The response must be the exact lines from the line holding "Indicate the blue swim" through the end of the entries, with no pictures and nothing else.

>>>>>

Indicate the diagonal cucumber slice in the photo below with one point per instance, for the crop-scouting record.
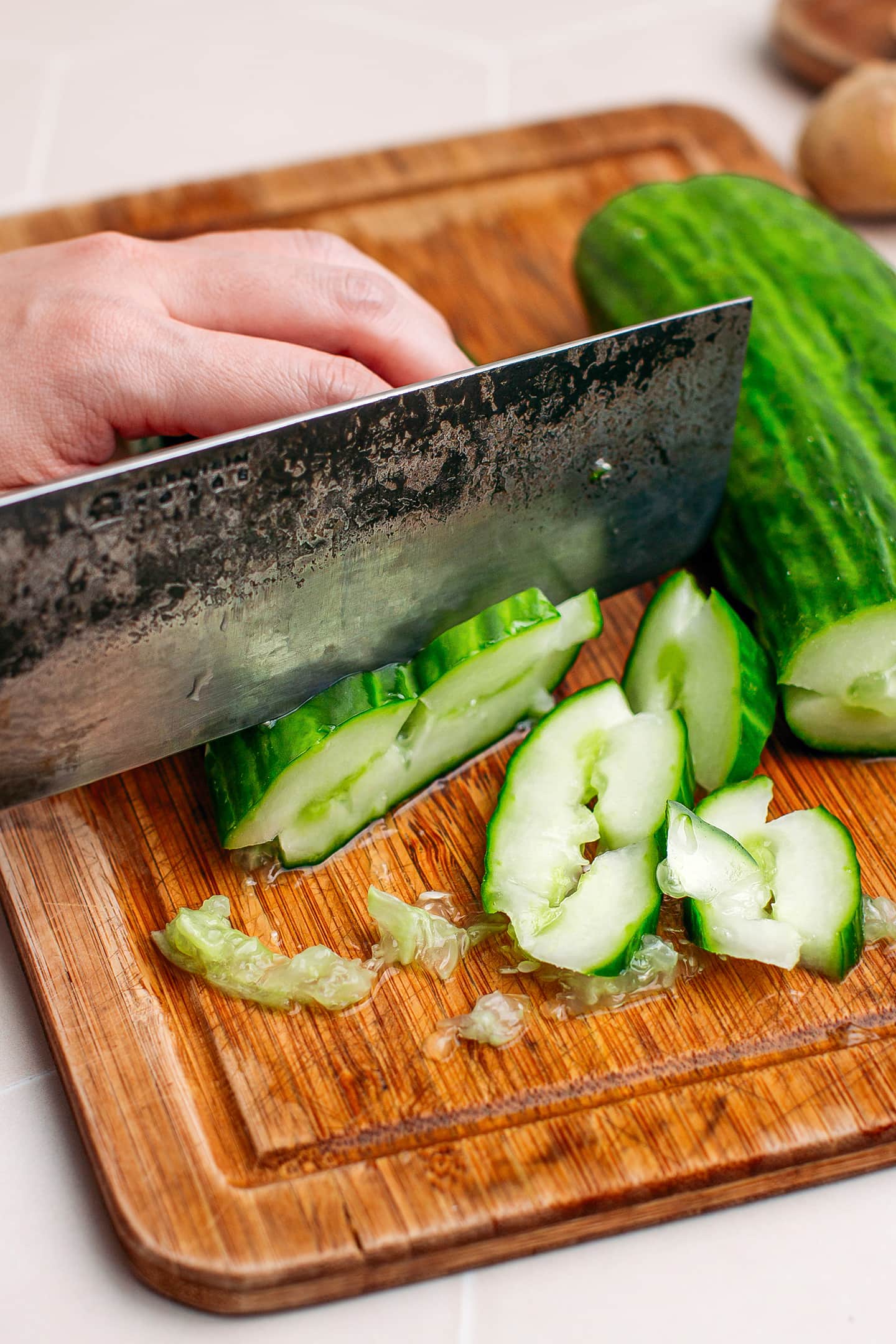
(317, 776)
(263, 777)
(840, 689)
(726, 894)
(740, 810)
(810, 867)
(641, 765)
(452, 721)
(599, 926)
(589, 921)
(809, 874)
(695, 653)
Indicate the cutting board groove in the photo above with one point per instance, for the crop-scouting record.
(251, 1160)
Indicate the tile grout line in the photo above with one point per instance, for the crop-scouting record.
(23, 1082)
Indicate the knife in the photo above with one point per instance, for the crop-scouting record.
(162, 601)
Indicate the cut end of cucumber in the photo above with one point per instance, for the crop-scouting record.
(840, 687)
(740, 808)
(599, 926)
(696, 655)
(818, 889)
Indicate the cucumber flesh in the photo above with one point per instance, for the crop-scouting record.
(589, 921)
(655, 670)
(840, 689)
(261, 778)
(740, 810)
(474, 694)
(809, 867)
(727, 897)
(696, 655)
(599, 925)
(817, 887)
(641, 765)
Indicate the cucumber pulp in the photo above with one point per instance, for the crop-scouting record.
(314, 778)
(780, 892)
(589, 921)
(696, 655)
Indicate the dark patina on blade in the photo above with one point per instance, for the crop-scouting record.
(168, 600)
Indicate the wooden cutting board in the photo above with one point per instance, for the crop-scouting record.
(251, 1160)
(824, 39)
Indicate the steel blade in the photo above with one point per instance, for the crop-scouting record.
(167, 600)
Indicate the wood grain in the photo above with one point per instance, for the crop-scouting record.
(823, 39)
(251, 1160)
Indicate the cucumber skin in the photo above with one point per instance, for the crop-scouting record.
(758, 699)
(758, 695)
(808, 530)
(241, 768)
(418, 788)
(851, 940)
(480, 633)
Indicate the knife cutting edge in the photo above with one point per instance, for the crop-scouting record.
(157, 602)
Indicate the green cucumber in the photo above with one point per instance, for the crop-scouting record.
(314, 778)
(589, 921)
(727, 901)
(780, 892)
(809, 863)
(263, 777)
(696, 655)
(808, 531)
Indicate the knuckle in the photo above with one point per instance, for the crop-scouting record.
(108, 249)
(330, 382)
(365, 293)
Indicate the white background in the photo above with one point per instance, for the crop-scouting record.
(104, 96)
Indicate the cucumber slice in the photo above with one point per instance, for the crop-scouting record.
(534, 863)
(320, 775)
(809, 869)
(726, 894)
(599, 926)
(817, 887)
(696, 655)
(809, 864)
(740, 810)
(641, 765)
(263, 777)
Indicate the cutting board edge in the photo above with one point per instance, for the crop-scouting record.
(248, 1295)
(266, 195)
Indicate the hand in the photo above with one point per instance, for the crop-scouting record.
(212, 334)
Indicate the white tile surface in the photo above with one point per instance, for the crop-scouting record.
(65, 1279)
(23, 80)
(160, 111)
(98, 96)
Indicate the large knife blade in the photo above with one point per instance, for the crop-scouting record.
(167, 600)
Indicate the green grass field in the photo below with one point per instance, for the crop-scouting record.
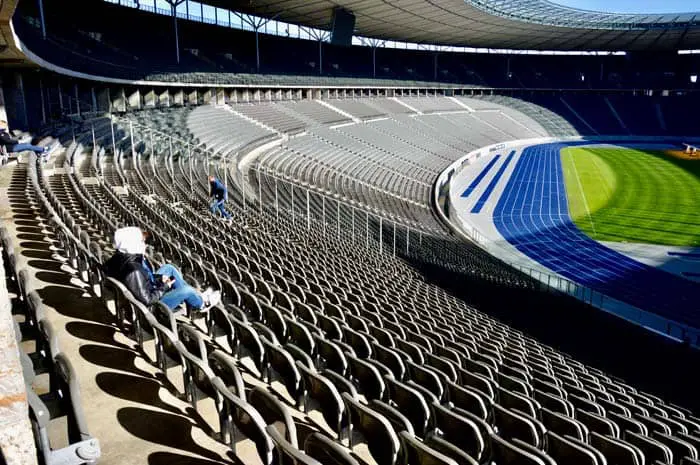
(627, 195)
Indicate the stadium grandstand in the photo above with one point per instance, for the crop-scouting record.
(446, 232)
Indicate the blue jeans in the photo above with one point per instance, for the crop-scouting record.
(219, 205)
(24, 147)
(172, 272)
(180, 291)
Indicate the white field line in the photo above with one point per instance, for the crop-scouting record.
(583, 194)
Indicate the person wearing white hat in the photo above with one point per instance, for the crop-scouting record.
(166, 285)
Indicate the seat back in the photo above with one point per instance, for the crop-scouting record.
(617, 451)
(411, 403)
(505, 452)
(415, 452)
(247, 420)
(326, 394)
(224, 367)
(564, 450)
(382, 441)
(327, 451)
(287, 453)
(274, 413)
(514, 425)
(459, 430)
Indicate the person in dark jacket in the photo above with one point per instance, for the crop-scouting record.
(219, 196)
(13, 146)
(166, 285)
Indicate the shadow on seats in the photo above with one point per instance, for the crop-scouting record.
(45, 265)
(53, 277)
(94, 332)
(162, 428)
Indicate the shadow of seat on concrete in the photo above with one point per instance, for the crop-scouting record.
(113, 358)
(163, 428)
(81, 306)
(135, 389)
(169, 458)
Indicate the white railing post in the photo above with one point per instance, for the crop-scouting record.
(277, 202)
(352, 217)
(260, 190)
(114, 141)
(308, 211)
(169, 160)
(131, 138)
(367, 231)
(189, 163)
(243, 188)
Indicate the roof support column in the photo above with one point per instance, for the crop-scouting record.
(320, 36)
(173, 8)
(373, 44)
(42, 19)
(256, 23)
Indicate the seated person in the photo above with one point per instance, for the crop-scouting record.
(166, 285)
(13, 145)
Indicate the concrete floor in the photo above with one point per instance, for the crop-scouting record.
(128, 406)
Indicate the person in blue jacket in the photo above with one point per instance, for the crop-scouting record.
(219, 196)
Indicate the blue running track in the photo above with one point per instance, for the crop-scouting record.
(533, 215)
(492, 185)
(481, 176)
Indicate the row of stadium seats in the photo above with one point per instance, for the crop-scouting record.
(53, 394)
(354, 336)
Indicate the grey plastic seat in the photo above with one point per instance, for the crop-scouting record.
(287, 453)
(275, 414)
(319, 388)
(367, 377)
(416, 452)
(411, 403)
(280, 361)
(679, 448)
(397, 419)
(563, 426)
(242, 417)
(616, 450)
(469, 399)
(598, 423)
(224, 367)
(512, 424)
(564, 450)
(459, 430)
(505, 452)
(448, 449)
(382, 441)
(327, 451)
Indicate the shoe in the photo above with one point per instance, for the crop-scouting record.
(180, 312)
(210, 298)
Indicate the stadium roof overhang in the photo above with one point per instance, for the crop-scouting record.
(512, 24)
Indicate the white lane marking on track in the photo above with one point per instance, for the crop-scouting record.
(585, 201)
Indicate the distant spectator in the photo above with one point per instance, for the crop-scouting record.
(166, 285)
(13, 145)
(219, 196)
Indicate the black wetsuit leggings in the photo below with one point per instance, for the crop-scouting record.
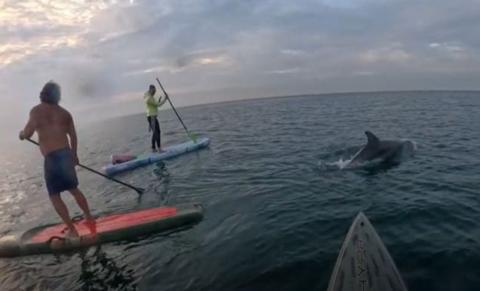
(155, 127)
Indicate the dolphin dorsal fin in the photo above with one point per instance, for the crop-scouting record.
(372, 139)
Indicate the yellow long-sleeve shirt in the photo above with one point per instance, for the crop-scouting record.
(151, 104)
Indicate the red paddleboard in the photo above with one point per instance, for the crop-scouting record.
(51, 238)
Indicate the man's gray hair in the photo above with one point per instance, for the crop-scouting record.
(50, 93)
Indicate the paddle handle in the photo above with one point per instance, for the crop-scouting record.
(138, 190)
(175, 110)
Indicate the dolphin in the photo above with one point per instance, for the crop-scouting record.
(385, 151)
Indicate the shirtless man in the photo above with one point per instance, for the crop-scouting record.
(53, 124)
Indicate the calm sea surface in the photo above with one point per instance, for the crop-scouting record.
(275, 215)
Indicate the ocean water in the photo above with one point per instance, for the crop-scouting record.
(276, 215)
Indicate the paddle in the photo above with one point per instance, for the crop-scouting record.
(190, 134)
(138, 190)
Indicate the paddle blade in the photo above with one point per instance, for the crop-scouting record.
(193, 137)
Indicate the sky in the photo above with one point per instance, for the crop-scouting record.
(104, 54)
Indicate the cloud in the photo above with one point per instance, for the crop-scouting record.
(102, 49)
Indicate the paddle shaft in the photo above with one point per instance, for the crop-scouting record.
(173, 107)
(138, 190)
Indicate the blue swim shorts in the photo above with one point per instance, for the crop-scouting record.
(60, 174)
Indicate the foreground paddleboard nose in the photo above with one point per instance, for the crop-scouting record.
(364, 262)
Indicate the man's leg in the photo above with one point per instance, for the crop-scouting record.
(157, 129)
(151, 123)
(82, 203)
(62, 211)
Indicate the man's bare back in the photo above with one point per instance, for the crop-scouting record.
(58, 144)
(52, 124)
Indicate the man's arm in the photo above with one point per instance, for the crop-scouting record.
(151, 101)
(29, 129)
(161, 102)
(73, 138)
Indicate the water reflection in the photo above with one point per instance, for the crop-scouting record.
(100, 272)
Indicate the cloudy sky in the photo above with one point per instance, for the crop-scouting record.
(105, 53)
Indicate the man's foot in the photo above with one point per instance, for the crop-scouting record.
(71, 233)
(91, 224)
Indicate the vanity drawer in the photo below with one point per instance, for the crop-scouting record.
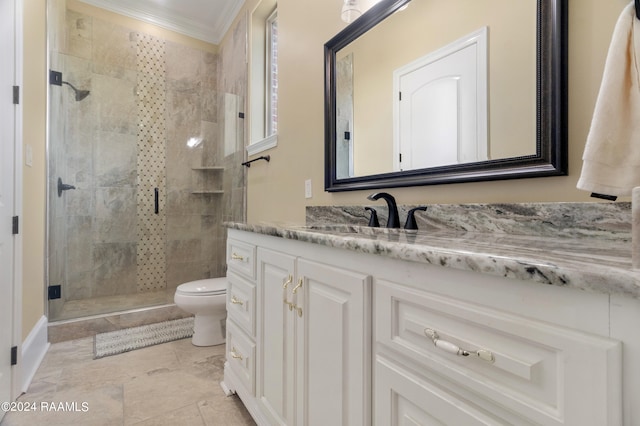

<<<<<

Task solution -
Indicate the blue swim shorts in the photo above with one point per instance, for the crop-scouting record.
(60, 174)
Indicate the foreground paddleboard nose in the photo above with one point per instance, for the crop-scouting record.
(364, 262)
Indicate the man's leg in the photo above with one point per instance, for the crop-scouting record.
(157, 129)
(151, 123)
(82, 203)
(62, 211)
Indicate the man's bare back in the photo above with one point per instance, for the crop-scouting record.
(58, 144)
(52, 124)
Indicate the man's arm in the photo above with one point per instance, for the crop-scouting record.
(151, 101)
(29, 129)
(161, 102)
(73, 138)
Indicate the water reflection in the photo above with one point per instance, for the crop-scouting record.
(100, 272)
Indicate the cloudy sky in the photo above with one point per instance, for the crop-scouting record.
(105, 53)
Indicate the man's foot in the photo above with one point per instance, for the crop-scouting record.
(71, 233)
(91, 224)
Indicate the vanity drawer in the photo below with one point per instance, for the crop-scouting record.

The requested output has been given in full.